## WHAT YOU HAVE TO DO
Gather every line of the records below that contains the word "spotted", and copy each one over unchanged.
* start INFORMATION PROVIDED *
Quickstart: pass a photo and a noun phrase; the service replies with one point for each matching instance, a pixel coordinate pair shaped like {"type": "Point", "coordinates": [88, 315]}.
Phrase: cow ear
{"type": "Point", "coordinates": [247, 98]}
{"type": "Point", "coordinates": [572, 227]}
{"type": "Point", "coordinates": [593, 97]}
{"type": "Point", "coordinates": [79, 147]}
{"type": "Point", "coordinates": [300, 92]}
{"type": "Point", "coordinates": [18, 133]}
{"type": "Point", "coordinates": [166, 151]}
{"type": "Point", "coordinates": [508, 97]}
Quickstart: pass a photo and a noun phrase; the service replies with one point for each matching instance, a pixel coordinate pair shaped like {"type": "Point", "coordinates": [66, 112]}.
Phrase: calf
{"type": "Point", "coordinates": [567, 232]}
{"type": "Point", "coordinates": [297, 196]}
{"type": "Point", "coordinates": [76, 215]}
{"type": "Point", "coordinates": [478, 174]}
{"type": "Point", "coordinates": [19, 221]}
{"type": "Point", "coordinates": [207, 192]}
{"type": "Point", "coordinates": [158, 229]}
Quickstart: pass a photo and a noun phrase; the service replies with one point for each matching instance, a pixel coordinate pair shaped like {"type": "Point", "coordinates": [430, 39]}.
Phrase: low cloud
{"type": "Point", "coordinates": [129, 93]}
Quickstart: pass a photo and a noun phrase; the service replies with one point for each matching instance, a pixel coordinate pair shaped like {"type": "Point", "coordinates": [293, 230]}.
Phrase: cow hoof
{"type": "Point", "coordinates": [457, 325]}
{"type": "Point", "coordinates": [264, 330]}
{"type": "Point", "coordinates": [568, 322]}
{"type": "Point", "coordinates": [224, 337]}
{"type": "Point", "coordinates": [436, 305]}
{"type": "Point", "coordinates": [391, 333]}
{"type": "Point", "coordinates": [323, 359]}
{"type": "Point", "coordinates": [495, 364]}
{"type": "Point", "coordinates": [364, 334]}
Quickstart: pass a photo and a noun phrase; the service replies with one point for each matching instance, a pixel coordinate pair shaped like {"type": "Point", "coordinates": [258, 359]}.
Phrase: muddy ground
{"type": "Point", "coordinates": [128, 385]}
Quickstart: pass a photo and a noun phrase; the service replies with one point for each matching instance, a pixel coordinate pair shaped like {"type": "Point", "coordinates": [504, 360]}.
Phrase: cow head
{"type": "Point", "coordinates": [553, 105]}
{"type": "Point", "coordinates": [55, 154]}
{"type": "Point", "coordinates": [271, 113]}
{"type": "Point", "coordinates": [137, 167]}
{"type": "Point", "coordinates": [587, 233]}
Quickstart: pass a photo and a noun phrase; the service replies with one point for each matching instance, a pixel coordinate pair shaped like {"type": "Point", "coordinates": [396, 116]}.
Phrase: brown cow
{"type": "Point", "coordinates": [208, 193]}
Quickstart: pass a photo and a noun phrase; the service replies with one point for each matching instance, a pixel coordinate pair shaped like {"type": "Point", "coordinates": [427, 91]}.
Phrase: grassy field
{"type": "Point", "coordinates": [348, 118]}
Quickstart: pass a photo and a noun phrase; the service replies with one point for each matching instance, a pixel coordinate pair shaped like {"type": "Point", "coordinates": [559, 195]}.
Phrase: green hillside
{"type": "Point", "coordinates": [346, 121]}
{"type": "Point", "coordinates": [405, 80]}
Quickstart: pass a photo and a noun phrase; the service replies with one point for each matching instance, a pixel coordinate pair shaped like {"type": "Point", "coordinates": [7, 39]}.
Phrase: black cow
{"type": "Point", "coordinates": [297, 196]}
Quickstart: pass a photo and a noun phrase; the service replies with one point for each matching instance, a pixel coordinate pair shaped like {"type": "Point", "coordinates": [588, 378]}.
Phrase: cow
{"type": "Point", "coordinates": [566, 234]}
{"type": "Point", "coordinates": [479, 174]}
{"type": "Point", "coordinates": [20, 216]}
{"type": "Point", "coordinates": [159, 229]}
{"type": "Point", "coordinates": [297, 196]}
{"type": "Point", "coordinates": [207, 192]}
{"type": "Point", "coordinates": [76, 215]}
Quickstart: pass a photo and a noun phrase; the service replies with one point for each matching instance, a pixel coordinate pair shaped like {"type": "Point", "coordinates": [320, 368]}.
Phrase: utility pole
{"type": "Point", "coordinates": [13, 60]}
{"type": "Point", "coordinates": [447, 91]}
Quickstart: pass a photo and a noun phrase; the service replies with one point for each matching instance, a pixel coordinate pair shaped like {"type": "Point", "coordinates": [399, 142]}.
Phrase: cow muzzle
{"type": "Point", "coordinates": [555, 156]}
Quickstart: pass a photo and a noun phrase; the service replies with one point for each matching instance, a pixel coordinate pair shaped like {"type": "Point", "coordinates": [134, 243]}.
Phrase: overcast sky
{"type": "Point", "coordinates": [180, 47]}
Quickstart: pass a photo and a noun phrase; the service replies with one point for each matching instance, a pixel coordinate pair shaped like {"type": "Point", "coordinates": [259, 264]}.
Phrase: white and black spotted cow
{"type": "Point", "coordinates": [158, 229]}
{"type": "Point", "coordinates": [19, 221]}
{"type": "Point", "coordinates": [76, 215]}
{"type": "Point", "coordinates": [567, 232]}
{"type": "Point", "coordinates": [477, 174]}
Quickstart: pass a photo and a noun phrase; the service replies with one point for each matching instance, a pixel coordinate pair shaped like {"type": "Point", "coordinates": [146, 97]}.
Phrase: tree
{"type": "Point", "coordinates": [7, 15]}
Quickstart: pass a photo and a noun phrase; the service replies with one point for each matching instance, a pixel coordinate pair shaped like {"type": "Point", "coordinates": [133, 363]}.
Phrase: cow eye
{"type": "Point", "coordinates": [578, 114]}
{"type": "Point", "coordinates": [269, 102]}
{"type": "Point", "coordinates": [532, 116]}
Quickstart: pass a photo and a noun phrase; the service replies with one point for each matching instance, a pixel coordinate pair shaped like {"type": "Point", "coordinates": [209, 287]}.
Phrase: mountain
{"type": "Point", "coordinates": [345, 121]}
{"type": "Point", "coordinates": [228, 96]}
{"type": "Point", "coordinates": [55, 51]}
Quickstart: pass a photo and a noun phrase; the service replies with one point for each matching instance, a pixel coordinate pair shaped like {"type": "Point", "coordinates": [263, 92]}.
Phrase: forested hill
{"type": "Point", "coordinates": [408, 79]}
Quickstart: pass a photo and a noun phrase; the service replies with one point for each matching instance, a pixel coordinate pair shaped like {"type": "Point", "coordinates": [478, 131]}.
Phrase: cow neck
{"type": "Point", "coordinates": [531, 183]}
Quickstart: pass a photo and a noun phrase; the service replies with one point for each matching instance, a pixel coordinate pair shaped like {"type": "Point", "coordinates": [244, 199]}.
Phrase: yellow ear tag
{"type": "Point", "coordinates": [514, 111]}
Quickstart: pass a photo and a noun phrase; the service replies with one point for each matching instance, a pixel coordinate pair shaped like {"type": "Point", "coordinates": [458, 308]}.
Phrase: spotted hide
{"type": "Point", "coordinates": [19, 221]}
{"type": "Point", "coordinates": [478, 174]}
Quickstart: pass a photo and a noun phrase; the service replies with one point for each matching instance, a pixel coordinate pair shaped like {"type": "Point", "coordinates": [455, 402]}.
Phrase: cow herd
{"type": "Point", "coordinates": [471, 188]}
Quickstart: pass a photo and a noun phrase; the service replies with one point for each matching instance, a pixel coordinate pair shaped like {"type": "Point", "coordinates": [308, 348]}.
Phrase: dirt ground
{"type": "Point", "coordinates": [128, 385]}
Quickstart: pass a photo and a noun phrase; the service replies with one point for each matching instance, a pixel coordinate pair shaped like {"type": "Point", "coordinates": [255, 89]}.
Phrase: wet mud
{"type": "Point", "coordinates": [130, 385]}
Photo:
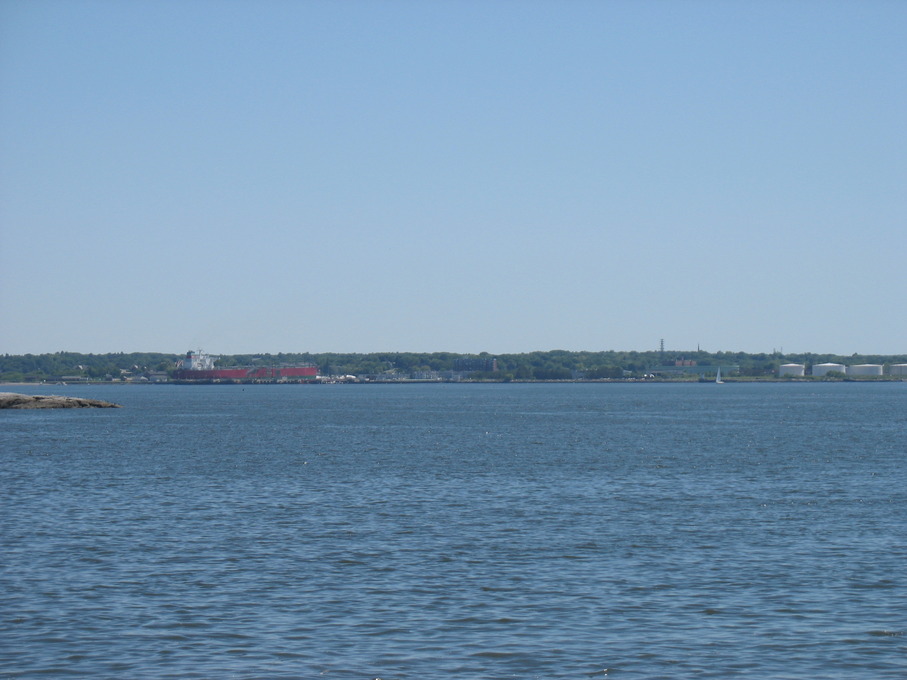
* end INFORMATION PROVIDED *
## ANSWER BELOW
Phrase: white and black spotted cow
Phrase: spotted hide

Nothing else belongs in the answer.